Give a verbatim copy of the lines below, minus the pictures.

Records for the exercise:
________________________________________

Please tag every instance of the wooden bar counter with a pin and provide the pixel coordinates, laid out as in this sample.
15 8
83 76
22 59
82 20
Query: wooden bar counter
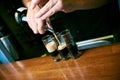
101 63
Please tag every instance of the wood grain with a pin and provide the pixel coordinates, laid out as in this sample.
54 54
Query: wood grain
102 63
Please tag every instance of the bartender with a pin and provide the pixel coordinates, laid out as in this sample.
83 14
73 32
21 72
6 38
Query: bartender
85 18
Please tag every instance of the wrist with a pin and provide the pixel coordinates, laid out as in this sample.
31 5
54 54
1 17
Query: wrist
26 3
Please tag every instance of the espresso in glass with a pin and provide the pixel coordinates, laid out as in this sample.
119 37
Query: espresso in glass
51 46
62 48
70 44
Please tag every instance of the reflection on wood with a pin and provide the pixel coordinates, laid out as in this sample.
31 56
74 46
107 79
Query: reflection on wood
102 63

________________________________________

Output for this exercise:
Please tag every instance of the wooden bar counter with a pin and provide the pixel coordinates, laid out as in this sample.
15 8
83 76
22 59
82 20
Query: wooden bar counter
101 63
Please tag every instance of the wood grain with a pin and provide the pixel coordinates, laid out as in this sample.
54 54
Query: wood grain
102 63
Please tag every instance of the bartender with a pin and provide the pixel coordinates, laid out as in this sample.
83 14
73 32
21 72
6 38
Query: bartender
85 18
Please tag every instance of the wrist with a pin and provide the pixel coordinates, laid out as in this sample.
31 5
54 54
1 17
Query: wrist
26 3
Please tag every instance of the espresso in glass with a pin and provide the pixel coordinates, laid out as in this sample.
119 37
Query: espresso in glass
51 46
62 48
70 44
Please tag every instance of the reflection on wood with a pin and provide the pixel coordinates, laid out as in this sample.
31 56
74 46
107 79
Query: reflection on wood
102 63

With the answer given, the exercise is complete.